Stored entries
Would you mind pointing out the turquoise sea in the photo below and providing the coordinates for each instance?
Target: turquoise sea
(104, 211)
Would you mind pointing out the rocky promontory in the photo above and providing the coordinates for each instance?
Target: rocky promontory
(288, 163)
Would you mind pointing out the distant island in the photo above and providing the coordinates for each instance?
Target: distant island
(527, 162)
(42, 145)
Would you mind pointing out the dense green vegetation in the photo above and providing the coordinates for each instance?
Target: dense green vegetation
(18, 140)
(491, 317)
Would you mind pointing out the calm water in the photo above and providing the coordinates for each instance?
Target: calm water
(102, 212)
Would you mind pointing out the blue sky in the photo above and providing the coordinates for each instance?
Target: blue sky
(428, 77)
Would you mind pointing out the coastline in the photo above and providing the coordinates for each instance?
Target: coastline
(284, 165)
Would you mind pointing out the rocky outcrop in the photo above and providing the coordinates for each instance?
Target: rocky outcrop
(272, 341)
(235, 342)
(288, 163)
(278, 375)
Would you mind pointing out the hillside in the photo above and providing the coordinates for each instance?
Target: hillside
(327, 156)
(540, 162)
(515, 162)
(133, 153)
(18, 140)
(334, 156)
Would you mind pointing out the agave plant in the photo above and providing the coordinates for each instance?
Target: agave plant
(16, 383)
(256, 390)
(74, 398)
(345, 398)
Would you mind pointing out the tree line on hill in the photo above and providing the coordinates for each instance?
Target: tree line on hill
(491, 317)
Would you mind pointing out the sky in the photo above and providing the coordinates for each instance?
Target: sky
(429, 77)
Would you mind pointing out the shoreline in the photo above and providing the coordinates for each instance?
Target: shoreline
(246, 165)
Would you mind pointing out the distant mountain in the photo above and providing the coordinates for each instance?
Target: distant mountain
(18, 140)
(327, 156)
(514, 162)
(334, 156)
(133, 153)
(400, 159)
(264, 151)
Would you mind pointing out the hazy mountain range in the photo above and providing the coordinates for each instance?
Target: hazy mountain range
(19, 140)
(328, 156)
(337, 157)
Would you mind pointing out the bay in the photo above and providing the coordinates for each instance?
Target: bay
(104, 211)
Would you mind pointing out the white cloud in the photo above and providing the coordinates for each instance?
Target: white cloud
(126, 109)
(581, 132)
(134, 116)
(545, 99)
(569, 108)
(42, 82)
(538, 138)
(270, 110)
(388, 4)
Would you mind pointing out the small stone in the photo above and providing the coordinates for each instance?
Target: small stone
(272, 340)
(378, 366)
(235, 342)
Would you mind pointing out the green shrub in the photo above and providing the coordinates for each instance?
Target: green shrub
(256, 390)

Problem requirements:
No line before the one with "Would you mind pointing out the white" belongs in the answer; copy that line and the rest of the records exactly.

Solution to this exercise:
Would you mind pointing out the white cloud in the photo above and providing the coordinates for each instance?
Target: white cloud
(126, 109)
(581, 132)
(134, 116)
(545, 99)
(569, 108)
(42, 82)
(538, 138)
(270, 110)
(388, 4)
Would you mind pointing out the small stone in the photo above and providing the coordinates for each instance?
Target: small stone
(272, 340)
(378, 366)
(235, 342)
Would you mind pointing out the green shrub in the photo above and providing the coordinates for each instance?
Target: green shrub
(256, 390)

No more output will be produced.